STUDY TEXT =
***

For the first time starting Monday, select Hong Kong-listed stocks that have so-called weighted voting rights – giving founders and others more control over a company – are available on the Stock Connect to mainland Chinese traders.

Both stocks jumped at the opening of trading Monday. Smartphone maker Xiaomi rose 1.4 per cent to HK$9.19, while Meituan Dianping gained 3.5 per cent to HK$93.70.

Xiaomi and Meituan Dianping were the first such stocks added to the trading link, according to a Shanghai Stock Exchange notice on Friday after market close.

“Both Xiaomi and Meituan are household names to the average retail investor in China. Granting these investors access to buy such stocks will definitely benefit the share prices,” said Kevin Leung, executive director of investment strategy at brokerage Haitong International.

Last Monday, the first trading day after the announcement out of China that such stocks would be included on the Stock Connect, Meituan shot up 4.3 per cent and Xiaomi jumped 5 per cent.

***

INFORMATION PROVIDED =

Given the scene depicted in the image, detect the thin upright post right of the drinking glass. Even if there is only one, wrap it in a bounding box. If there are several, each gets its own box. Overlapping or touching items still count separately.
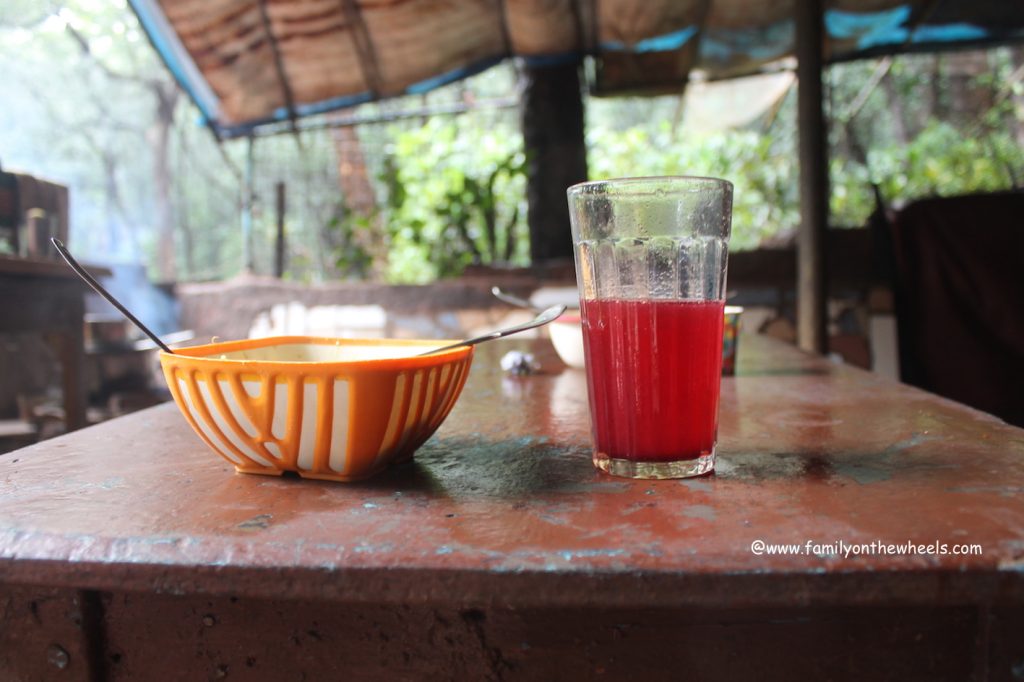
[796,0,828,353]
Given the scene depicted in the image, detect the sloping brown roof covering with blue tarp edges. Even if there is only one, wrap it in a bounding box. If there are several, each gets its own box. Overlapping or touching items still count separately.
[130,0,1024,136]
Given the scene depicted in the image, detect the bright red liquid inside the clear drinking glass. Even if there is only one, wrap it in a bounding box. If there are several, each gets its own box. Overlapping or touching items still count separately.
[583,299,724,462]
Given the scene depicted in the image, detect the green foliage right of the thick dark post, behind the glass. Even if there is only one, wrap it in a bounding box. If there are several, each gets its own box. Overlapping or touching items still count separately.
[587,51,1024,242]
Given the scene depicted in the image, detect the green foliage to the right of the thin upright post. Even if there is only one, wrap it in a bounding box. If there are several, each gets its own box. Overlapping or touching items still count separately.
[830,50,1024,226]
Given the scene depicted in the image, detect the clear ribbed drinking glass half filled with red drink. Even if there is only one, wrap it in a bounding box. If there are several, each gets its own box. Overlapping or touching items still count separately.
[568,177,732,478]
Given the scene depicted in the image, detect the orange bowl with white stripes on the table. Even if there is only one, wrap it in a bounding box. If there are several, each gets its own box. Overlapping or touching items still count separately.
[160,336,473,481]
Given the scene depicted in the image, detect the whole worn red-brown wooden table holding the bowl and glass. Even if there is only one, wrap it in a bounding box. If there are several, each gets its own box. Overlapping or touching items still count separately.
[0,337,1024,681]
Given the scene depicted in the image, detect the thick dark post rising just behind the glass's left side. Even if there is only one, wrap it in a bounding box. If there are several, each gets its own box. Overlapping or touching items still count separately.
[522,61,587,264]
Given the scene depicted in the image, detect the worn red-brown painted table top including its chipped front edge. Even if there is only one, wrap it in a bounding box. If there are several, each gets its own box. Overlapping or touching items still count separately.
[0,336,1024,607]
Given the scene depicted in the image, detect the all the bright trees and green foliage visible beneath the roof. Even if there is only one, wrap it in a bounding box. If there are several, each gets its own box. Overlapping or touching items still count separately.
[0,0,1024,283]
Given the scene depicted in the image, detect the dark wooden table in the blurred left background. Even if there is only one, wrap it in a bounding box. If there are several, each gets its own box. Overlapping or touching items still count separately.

***

TASK LIST =
1 - Using the Stock Connect article, answer these:
(a) How much did Meituan Dianping gain at the opening of trading on Monday?
(b) Which exchange issued the notice listing the first such stocks added to the trading link?
(c) By what percentage did Xiaomi jump last Monday, the first trading day after the announcement?
2 - Extend the article about Hong Kong stocks joining the Stock Connect, picking up after its final paragraph.

REPLIES =
1 -
(a) It gained 3.5 percent, to HK$93.70.
(b) The Shanghai Stock Exchange.
(c) 5 percent.

2 -
The shares went on a wild ride since then, with Meituan plunging 6.2 per cent on Tuesday and Xiaomi shedding 1.5 per cent, as skittish investors pulled out with quick profits. Meituan ended the week 1 per cent lower, while Xiaomi gained 6 per cent.

They are the only two stocks that meet the new criteria to be added to the Connect, including having an average market cap of at least HK$20 billion (US$2.6 billion).

The inclusion could not come at a better time for Xiaomi, whose shares have been beaten down 30 per cent this year as it has struggled to create a revenue stream beyond smartphone sales. Investor darling Meituan, in contrast, is up 109 per cent for the year.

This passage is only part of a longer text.